• [ACTIVITY] Among the lines below, tally those that contain "swan" and respond with the total only.

Stored data entries
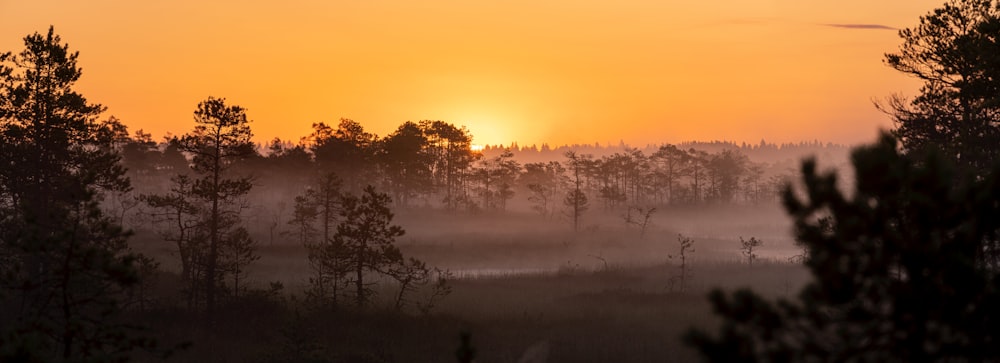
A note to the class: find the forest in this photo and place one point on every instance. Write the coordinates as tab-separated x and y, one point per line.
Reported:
420	245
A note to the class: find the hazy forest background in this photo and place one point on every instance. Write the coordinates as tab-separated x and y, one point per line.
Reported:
419	245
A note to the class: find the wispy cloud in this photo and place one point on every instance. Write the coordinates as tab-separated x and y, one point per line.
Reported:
861	26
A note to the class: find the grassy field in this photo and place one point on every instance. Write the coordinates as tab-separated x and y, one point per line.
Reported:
601	295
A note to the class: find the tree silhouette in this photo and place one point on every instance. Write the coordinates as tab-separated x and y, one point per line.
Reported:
953	51
896	266
64	265
367	234
316	213
407	162
576	199
747	247
221	136
544	182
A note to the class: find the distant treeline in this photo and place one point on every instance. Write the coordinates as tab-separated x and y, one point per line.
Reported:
760	152
432	164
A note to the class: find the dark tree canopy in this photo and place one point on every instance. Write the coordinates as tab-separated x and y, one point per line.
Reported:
901	272
64	264
955	52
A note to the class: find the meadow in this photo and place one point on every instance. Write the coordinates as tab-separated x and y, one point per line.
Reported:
519	283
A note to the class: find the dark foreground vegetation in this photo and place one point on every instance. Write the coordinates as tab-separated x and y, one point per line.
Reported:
350	247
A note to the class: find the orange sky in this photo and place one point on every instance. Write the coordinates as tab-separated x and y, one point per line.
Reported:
569	71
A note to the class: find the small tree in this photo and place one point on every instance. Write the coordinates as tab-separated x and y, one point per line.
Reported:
221	136
576	200
747	247
367	234
645	215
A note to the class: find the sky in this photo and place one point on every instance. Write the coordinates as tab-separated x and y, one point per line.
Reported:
526	71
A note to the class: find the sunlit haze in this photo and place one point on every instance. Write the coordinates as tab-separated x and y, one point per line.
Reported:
557	72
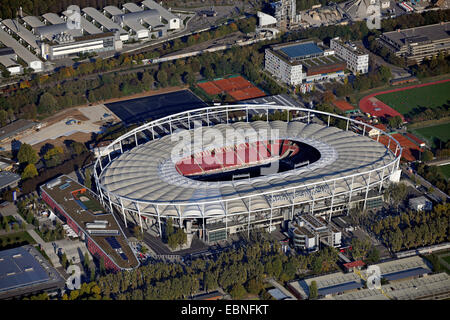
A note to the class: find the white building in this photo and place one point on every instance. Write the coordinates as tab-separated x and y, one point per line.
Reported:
303	62
357	61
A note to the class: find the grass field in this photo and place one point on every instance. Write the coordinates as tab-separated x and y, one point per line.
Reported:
445	170
14	240
405	101
441	131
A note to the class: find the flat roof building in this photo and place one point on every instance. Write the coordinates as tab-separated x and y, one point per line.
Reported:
418	43
8	58
24	271
96	17
94	224
15	128
30	59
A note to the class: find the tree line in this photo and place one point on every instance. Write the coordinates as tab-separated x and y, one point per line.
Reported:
239	271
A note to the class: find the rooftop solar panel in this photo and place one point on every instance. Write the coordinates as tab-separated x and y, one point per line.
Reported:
18	268
301	50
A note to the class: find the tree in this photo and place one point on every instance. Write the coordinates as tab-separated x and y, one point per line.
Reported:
27	155
313	291
30	171
47	103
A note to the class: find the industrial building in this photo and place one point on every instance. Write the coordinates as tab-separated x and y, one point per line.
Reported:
285	13
65	45
24	271
418	43
308	231
420	204
303	62
8	179
94	225
357	61
402	274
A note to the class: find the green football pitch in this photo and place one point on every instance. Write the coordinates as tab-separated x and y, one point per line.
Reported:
431	96
445	170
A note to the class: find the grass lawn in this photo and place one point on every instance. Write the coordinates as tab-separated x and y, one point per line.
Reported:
14	240
445	170
441	131
430	97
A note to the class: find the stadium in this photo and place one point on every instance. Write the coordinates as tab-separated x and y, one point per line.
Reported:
217	175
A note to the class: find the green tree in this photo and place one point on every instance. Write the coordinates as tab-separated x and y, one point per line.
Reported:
238	292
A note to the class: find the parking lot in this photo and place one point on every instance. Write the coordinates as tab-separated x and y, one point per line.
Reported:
77	123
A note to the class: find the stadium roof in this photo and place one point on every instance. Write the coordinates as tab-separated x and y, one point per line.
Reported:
301	50
15	127
24	271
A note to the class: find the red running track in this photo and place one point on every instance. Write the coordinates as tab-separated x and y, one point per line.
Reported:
379	109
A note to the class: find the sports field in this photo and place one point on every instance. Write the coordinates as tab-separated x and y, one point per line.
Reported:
405	101
445	170
441	131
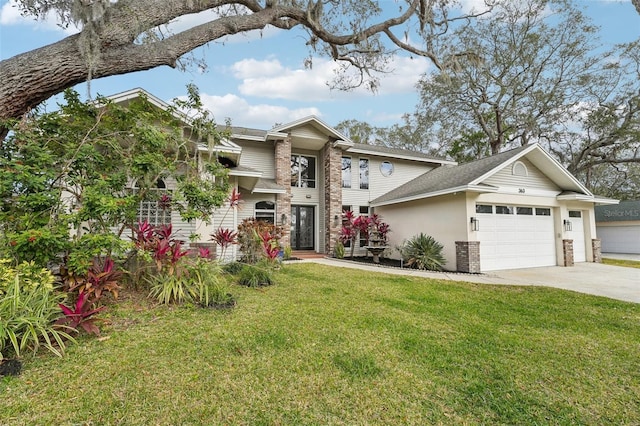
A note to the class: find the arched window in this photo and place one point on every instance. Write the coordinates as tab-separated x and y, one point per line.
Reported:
519	169
156	207
266	211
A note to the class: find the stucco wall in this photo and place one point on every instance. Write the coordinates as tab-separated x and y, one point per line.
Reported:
444	218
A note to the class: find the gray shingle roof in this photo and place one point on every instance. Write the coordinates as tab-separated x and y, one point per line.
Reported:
383	150
448	177
625	211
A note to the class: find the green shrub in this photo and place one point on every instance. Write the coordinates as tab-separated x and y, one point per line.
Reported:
423	252
211	287
286	253
29	307
233	268
201	282
259	275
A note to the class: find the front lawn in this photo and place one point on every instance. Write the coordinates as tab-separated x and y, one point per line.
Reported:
339	346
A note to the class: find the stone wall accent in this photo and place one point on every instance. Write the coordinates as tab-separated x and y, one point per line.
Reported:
468	256
567	251
332	161
283	178
596	245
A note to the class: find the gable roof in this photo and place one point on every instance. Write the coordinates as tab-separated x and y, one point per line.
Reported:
405	154
319	124
470	177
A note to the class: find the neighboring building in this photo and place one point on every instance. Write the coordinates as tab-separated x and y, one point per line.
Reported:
619	227
517	209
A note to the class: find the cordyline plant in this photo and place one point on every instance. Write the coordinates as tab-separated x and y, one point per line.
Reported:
361	226
81	315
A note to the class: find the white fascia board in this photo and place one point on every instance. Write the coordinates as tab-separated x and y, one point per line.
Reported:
135	93
248	138
218	148
276	135
401	156
605	201
575	197
268	191
312	118
465	188
504	164
245	173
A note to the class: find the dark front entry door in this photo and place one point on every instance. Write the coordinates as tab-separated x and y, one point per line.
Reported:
302	226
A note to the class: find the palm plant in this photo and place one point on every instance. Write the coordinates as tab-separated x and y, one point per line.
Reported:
423	252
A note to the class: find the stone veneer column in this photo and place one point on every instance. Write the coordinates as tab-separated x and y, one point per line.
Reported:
567	251
596	245
332	161
468	256
283	178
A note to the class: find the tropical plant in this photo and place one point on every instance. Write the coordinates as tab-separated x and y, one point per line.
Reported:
423	252
256	275
255	237
81	315
28	311
210	285
286	252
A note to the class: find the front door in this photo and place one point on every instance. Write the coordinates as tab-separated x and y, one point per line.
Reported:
302	227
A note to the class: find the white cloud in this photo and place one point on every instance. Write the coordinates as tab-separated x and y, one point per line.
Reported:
270	79
10	15
263	116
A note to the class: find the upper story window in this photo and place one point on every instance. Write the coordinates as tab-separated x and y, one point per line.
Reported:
156	207
519	169
346	172
303	171
364	173
386	168
266	211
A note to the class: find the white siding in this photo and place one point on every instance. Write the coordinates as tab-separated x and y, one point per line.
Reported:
260	157
534	180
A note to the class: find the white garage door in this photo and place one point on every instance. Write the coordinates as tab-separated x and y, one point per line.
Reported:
514	237
620	239
577	235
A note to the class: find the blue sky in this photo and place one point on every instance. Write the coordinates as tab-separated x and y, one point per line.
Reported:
259	79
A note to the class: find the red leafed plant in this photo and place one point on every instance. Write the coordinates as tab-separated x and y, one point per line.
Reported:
224	237
102	276
81	315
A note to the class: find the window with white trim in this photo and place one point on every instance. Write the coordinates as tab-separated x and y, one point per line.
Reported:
303	171
266	211
364	173
346	172
156	207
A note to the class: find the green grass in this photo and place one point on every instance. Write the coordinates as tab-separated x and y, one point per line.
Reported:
338	346
622	262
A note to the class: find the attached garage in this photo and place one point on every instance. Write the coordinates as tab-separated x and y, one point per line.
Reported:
512	210
618	227
514	237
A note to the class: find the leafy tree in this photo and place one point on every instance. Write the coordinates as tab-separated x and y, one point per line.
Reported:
67	178
535	73
119	37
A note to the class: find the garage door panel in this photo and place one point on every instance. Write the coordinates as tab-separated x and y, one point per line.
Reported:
510	241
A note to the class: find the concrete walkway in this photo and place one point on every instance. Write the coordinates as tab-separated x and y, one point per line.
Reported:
615	282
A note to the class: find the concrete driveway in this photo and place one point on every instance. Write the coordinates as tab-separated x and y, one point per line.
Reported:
615	282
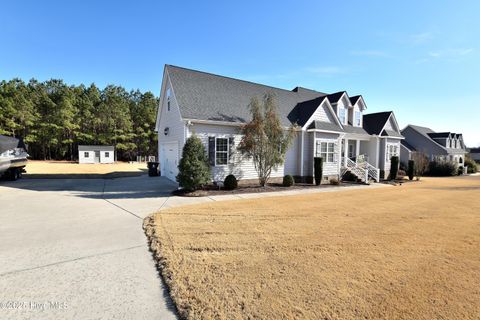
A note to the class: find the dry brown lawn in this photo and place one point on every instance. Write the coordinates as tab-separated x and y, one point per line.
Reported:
73	169
405	252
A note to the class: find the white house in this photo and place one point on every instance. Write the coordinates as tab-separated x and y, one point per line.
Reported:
331	126
96	154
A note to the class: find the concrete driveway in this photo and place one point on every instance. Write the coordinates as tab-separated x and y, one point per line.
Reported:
76	249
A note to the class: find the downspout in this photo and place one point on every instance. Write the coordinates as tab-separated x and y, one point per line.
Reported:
301	154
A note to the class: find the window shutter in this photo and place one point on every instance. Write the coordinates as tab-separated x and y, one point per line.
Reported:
231	149
211	150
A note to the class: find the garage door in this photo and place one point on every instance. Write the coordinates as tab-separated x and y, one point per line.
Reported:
169	160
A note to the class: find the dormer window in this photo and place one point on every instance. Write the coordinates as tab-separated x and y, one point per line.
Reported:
358	118
342	115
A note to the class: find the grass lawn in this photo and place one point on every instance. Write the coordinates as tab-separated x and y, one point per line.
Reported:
405	252
67	169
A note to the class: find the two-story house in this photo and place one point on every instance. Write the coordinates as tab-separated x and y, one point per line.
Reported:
331	126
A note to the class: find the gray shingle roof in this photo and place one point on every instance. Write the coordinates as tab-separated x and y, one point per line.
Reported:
407	145
206	96
375	122
322	125
356	130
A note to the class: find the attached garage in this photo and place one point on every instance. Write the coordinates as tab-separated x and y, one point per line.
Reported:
169	160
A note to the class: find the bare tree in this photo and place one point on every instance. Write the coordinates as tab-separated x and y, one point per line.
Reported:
264	139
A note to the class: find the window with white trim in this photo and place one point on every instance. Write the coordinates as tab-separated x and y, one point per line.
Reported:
392	150
358	118
342	114
168	99
221	151
326	150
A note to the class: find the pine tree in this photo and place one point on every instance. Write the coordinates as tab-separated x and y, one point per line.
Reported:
194	169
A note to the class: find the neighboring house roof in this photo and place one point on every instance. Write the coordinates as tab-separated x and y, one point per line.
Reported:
326	126
407	145
205	96
431	135
434	135
99	148
375	122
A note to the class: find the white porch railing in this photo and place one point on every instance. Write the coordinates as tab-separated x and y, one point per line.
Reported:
361	168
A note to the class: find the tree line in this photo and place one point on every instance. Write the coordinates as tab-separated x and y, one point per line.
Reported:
53	118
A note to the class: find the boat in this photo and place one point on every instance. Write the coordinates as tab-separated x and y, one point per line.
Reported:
13	157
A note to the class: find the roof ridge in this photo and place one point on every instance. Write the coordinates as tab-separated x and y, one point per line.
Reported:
246	81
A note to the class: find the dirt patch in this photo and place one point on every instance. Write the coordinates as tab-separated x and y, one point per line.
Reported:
255	188
74	170
406	252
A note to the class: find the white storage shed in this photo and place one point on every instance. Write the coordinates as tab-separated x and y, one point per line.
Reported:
96	154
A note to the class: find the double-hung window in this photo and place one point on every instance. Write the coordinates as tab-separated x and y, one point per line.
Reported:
326	150
168	99
342	114
221	151
358	118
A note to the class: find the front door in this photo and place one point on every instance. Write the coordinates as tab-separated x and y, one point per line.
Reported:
351	150
97	157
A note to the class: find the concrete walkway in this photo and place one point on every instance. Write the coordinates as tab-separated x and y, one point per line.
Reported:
75	248
67	251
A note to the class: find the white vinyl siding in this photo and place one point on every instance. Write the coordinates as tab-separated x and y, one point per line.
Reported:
221	151
171	120
325	150
239	166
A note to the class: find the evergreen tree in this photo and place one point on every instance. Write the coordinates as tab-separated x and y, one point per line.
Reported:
194	169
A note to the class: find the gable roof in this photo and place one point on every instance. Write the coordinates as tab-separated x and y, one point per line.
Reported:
407	145
375	122
354	99
326	126
206	96
334	97
428	133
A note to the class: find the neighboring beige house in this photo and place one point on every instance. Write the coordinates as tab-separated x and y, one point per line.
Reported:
331	126
96	154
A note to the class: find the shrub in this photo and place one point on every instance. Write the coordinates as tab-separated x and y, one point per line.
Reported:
230	182
318	170
471	165
442	168
350	176
393	167
288	181
193	170
411	169
334	182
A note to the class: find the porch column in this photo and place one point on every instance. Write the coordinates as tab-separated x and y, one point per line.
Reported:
345	152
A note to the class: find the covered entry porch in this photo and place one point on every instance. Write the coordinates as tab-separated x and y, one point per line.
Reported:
359	155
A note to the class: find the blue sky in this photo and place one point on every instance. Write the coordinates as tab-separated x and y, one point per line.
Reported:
419	59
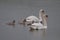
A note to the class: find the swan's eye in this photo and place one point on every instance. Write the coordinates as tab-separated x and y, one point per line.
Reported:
46	15
41	22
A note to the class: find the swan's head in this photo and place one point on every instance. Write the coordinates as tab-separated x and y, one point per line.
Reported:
42	10
46	17
13	21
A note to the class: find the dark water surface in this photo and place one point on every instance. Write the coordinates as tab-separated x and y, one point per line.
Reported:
17	9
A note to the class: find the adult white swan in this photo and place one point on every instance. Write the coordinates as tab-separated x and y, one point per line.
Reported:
42	25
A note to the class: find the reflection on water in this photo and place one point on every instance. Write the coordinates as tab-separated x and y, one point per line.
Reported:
17	9
40	34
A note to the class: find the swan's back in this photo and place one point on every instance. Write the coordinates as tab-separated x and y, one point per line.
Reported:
34	18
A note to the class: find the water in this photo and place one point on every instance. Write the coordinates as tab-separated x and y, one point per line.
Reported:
17	9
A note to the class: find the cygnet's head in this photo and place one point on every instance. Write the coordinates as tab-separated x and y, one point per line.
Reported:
13	21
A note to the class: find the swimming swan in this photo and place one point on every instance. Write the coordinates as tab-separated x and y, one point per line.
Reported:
29	19
42	25
11	23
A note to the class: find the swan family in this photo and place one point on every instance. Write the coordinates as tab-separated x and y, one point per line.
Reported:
39	23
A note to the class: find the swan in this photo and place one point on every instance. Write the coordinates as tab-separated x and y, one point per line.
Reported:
39	25
11	23
29	19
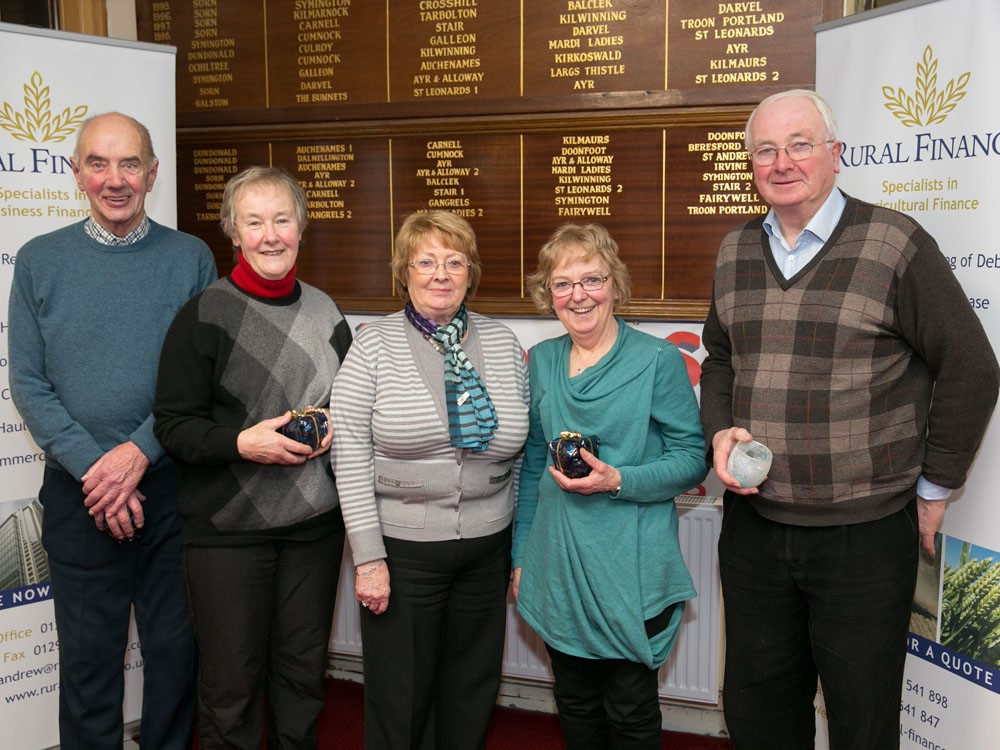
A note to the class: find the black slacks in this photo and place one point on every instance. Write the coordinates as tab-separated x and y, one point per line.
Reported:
606	704
432	660
95	583
262	614
805	601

• [TASK RESPONSE] 7